● **What needs to be done**
Turn every line of the rows below into a numbered list, skipping blank lines and leaving the pictures out.

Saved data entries
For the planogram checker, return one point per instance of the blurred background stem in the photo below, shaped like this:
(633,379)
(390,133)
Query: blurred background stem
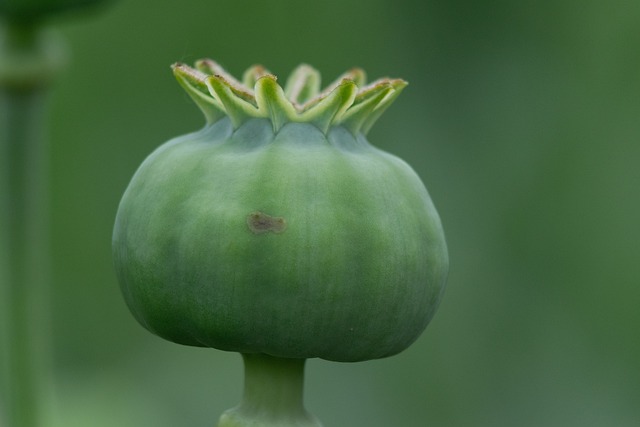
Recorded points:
(27,62)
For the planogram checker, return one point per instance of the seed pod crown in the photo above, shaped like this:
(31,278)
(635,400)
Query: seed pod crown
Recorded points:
(348,101)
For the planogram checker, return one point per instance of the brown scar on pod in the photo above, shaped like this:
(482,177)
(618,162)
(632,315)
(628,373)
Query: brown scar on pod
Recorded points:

● **Answer in full**
1. For the planogram checker, return one point per instance of the blurred background stem in the photo below, shaped like this:
2. (633,379)
3. (390,133)
4. Query: blurred background stem
5. Recorded points:
6. (27,62)
7. For the planogram checker, return one point per instance of the seed pod crown in the photo above, shaped like this:
8. (31,278)
9. (635,400)
10. Query: seed pod crown
11. Recorded points:
12. (348,101)
13. For the planogram checker, return one point per instance of the brown scar on pod in the photo above, shaped like this:
14. (482,177)
15. (618,162)
16. (632,315)
17. (628,373)
18. Query: brown scar on pod
19. Recorded points:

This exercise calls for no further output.